## start Document section

Re: Shuffle Error: Exceeded MAX_FAILED_UNIQUE_FETCHES; bailing-out.

bmdevelopment Wed, 07 Jul 2010 23:50:25 -0700

A little more on this.

So, I've narrowed down the problem to using Lzop compression
(com.hadoop.compression.lzo.LzopCodec)
for mapred.map.output.compression.codec.


<property>
    <name>mapred.map.output.compression.codec</name>
    <value>com.hadoop.compression.lzo.LzopCodec</value>
</property>

If I do the above, I will get the Shuffle Error.
If I use DefaultCodec for mapred.map.output.compression.codec.
there is no problem.

Is this a known issue? Or is this a bug?
Doesn't seem like it should be the expected behavior.

I would be glad to contribute any further info on this if necessary.
Please let me know.

Thanks

On Wed, Jul 7, 2010 at 5:02 PM, bmdevelopment <[email protected]> wrote:
> Hi, No problems. Thanks so much for your time. Greatly appreciated.
>
> I agree that it must be a configuration problem and so today I was able
> to start from scratch and did a fresh install of 0.20.2 on the 5 node cluster.

## end Document section

Aim of the exercise>
Write the next part of the mailing-list post about the Hadoop shuffle error, continuing from its last line.

## start Dataset records

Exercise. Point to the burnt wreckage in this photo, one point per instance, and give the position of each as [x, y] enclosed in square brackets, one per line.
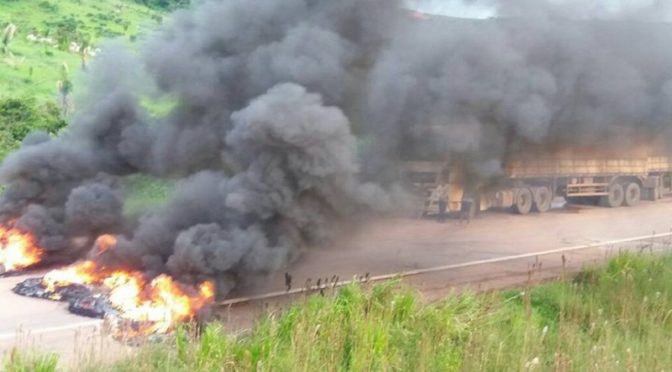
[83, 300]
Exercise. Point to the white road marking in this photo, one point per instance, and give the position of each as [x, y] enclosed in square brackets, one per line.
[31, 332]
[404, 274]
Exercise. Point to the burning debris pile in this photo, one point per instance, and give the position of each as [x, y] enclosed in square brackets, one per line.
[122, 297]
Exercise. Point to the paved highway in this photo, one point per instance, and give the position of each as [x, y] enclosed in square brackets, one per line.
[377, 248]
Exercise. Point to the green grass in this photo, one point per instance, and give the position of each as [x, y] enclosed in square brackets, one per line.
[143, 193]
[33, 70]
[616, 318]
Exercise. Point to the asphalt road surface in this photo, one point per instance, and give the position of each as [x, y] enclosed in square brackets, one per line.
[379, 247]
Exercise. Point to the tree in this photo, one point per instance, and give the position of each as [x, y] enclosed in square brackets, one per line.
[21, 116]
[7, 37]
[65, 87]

## end Dataset records
## start Dataset records

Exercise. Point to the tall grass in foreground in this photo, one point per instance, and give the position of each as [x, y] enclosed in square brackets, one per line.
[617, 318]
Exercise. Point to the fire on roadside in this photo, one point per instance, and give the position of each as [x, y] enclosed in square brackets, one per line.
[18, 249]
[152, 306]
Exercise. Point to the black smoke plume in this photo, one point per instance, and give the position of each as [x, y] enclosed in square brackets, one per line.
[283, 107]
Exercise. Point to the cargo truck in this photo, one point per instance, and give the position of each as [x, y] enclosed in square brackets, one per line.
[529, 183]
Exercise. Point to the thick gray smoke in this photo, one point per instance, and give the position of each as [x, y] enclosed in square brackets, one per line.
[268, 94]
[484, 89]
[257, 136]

## end Dataset records
## start Dataset records

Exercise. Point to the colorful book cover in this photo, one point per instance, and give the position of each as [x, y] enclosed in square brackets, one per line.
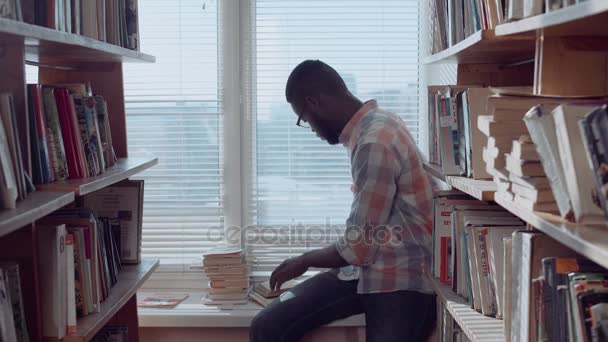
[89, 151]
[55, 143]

## end Dataset records

Answer to the exercise>
>
> I've now noticed that the error occurs when compression is enabled.
> I've run the basic wordcount example as so:
> http://pastebin.com/wvDMZZT0
> and get the Shuffle Error.
>
> TT logs show this error:
> WARN org.apache.hadoop.mapred.ReduceTask: java.io.IOException: Invalid
> header checksum: 225702cc (expected 0x2325)
> Full logs:
> http://pastebin.com/fVGjcGsW
>
> My mapred-site.xml:
> http://pastebin.com/mQgMrKQw
>
> If I remove the compression config settings, the wordcount works fine
> - no more Shuffle Error.
> So, I have something wrong with my compression settings I imagine.
> I'll continue looking into this to see what else I can find out.
>
> Thanks a million.
>
> On Tue, Jul 6, 2010 at 5:34 PM, Hemanth Yamijala <[email protected]> wrote:
>> Hi,
>>
>> Sorry, I couldn't take a close look at the logs until now.
>> Unfortunately, I could not see any huge difference between the success
>> and failure case. Can you please check if things like basic hostname -
>> ip address mapping are in place (if you have static resolution of
>> hostnames set up) ? A web search is giving this as the most likely
>> cause users have faced regarding this problem. Also do the disks have
>> enough size ? Also, it would be great if you can upload your hadoop
>> configuration information.
>>
>> I do think it is very likely that configuration is the actual problem
>> because it works in one case anyway.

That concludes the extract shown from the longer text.